[start]

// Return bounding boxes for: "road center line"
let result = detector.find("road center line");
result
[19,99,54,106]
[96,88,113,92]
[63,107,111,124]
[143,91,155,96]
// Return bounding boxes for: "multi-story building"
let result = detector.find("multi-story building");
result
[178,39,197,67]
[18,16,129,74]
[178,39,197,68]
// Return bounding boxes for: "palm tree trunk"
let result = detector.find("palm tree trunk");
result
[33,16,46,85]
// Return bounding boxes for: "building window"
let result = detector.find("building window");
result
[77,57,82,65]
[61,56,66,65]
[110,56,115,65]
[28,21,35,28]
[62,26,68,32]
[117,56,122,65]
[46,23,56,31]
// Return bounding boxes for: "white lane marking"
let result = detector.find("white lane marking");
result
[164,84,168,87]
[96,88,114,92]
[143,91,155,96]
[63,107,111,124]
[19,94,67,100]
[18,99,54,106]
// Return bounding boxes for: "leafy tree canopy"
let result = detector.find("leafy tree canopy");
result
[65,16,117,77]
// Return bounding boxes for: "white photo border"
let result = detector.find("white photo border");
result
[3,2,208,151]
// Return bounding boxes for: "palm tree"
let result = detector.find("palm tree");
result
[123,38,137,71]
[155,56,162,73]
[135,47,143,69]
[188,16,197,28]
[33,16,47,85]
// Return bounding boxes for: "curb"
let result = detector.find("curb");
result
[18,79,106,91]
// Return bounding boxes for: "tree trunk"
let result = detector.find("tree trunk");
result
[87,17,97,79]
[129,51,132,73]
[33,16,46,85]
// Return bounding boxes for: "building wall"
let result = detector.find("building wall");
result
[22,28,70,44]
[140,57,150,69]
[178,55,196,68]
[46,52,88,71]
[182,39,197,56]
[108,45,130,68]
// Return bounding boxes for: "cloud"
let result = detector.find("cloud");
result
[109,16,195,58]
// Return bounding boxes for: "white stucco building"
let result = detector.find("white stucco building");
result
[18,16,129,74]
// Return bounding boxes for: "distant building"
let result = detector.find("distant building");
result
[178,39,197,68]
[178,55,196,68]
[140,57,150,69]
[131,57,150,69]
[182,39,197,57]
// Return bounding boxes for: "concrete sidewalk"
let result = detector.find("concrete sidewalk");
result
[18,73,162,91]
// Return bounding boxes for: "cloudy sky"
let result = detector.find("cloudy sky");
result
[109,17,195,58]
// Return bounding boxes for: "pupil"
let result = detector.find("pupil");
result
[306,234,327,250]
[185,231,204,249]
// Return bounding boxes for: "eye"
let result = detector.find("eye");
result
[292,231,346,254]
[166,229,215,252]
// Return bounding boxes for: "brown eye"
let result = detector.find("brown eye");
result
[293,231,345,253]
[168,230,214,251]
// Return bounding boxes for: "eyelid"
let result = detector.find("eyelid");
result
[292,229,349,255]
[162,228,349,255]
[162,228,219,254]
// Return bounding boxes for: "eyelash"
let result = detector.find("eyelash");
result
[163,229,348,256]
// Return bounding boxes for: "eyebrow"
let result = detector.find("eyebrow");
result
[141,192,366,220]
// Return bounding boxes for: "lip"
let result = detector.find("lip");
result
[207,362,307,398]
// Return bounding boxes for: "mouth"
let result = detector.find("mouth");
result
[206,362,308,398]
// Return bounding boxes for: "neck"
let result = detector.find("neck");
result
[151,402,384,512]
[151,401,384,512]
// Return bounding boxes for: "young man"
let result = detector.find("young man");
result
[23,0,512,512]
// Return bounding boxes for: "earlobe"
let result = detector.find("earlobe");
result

[end]

> WORK TO DO
Find every line in the entries above that contains the string "stucco", and copy each of those lines. Case counts.

> CORRECT RESPONSE
// Return bounding boxes for: "white stucco building"
let result = detector.find("white stucco building");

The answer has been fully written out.